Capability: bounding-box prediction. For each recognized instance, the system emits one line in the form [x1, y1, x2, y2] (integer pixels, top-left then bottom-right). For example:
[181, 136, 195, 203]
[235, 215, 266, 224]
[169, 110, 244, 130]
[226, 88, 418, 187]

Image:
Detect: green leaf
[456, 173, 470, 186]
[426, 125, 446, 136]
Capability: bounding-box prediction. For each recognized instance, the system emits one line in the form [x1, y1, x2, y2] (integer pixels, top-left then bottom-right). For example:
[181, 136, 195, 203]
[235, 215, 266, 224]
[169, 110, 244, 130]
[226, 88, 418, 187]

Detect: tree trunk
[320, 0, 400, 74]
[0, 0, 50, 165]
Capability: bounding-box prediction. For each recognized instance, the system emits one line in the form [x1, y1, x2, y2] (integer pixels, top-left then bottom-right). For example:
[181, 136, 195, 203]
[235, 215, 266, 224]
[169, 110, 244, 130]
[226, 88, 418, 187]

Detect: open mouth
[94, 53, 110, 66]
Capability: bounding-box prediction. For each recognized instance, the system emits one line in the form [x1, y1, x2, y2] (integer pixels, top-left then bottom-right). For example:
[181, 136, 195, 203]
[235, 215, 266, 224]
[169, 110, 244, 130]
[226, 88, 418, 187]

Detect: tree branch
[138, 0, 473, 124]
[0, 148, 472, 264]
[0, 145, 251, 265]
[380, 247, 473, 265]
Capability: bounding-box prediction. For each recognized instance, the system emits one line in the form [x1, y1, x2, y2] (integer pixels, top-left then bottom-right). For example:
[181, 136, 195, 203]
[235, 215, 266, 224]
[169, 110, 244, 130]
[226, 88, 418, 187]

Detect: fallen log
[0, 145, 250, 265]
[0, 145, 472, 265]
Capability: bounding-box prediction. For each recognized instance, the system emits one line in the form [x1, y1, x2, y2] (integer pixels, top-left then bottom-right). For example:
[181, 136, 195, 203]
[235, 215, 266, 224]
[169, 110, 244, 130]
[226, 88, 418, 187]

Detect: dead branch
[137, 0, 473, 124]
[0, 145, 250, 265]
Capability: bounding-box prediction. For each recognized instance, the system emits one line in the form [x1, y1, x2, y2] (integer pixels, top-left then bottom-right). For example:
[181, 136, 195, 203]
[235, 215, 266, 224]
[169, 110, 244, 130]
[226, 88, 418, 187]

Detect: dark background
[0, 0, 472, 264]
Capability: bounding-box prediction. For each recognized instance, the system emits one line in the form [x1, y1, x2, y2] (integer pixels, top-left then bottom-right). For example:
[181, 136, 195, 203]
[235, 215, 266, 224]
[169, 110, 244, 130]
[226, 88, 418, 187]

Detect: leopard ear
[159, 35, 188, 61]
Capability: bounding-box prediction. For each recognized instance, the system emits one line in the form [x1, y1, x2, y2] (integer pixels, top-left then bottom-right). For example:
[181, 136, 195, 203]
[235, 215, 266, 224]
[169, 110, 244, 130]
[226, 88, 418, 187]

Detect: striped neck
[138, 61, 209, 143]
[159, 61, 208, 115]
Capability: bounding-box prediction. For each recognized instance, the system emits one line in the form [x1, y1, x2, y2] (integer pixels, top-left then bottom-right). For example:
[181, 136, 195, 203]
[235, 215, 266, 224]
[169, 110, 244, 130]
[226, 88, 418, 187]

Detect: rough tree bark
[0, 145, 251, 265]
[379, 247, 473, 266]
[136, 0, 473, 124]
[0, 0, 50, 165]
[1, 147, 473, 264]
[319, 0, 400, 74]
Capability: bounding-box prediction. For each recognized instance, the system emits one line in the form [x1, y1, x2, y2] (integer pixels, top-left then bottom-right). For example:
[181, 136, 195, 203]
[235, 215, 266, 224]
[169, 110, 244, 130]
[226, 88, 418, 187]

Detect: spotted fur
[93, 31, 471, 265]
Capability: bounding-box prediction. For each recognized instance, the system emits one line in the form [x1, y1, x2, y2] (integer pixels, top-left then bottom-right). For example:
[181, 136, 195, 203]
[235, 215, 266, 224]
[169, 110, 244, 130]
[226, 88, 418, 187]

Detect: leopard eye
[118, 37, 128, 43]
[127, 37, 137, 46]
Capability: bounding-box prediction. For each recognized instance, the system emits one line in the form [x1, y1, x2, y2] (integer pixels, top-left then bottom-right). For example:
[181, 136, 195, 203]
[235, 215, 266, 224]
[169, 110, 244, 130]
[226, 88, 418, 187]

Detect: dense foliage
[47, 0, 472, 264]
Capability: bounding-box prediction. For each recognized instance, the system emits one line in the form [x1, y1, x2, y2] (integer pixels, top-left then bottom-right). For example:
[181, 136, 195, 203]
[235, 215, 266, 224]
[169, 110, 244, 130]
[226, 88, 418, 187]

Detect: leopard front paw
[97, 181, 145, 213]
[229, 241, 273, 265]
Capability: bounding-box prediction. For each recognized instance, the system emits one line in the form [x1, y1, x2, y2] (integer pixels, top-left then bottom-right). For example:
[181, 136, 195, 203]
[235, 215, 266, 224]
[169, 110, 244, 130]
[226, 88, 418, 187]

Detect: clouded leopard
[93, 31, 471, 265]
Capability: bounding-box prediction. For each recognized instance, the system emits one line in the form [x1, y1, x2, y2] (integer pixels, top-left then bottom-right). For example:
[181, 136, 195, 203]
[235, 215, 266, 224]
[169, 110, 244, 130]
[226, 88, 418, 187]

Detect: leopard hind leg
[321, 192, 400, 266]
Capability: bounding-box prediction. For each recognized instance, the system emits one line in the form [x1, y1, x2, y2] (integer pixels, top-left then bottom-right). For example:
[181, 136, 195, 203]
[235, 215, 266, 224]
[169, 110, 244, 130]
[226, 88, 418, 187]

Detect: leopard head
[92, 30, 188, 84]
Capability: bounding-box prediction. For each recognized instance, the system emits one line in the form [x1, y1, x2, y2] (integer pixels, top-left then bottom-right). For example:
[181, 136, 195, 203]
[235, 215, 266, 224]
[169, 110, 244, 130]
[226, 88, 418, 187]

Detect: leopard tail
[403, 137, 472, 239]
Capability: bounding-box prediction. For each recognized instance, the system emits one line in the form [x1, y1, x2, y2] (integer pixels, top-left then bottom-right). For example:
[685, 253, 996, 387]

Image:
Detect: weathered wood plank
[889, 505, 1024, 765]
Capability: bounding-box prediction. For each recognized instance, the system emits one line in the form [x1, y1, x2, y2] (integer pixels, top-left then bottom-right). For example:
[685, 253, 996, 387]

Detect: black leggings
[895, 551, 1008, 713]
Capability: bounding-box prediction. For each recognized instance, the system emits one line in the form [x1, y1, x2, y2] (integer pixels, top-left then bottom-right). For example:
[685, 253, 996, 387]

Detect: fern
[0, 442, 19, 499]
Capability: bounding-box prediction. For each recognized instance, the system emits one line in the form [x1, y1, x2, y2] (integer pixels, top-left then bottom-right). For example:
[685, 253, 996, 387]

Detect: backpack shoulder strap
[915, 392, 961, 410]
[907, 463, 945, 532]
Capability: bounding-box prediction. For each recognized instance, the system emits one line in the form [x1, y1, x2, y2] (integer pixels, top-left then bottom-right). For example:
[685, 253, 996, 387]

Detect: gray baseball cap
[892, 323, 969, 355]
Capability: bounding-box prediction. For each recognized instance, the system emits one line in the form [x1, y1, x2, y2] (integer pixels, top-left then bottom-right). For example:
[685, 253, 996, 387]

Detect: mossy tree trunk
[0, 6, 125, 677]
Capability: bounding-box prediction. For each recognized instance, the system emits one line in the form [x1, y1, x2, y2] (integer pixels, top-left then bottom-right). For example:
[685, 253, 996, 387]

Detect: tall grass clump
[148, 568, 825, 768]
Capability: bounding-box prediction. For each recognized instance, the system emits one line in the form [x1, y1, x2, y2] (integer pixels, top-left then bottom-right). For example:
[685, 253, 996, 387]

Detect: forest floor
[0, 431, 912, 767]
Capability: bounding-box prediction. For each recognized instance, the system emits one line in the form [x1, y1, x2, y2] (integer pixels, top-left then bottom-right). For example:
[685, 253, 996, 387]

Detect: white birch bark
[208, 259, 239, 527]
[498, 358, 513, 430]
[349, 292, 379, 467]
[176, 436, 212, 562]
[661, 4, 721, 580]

Task objective>
Please return the span of lines above that opens with the one containing "Detect: forest floor" and closes with the final line, both included, exactly as written and nothing more.

Result below>
Detect: forest floor
[0, 431, 912, 767]
Capability: bounding-box prediction. For each recognized instance, the system emits one line in the form [x1, y1, x2, y2] (integer pixels, top-left then bottom-right). For example:
[685, 253, 996, 387]

Detect: white birch bark
[208, 259, 239, 527]
[498, 358, 513, 430]
[349, 292, 379, 467]
[176, 436, 212, 562]
[661, 4, 721, 580]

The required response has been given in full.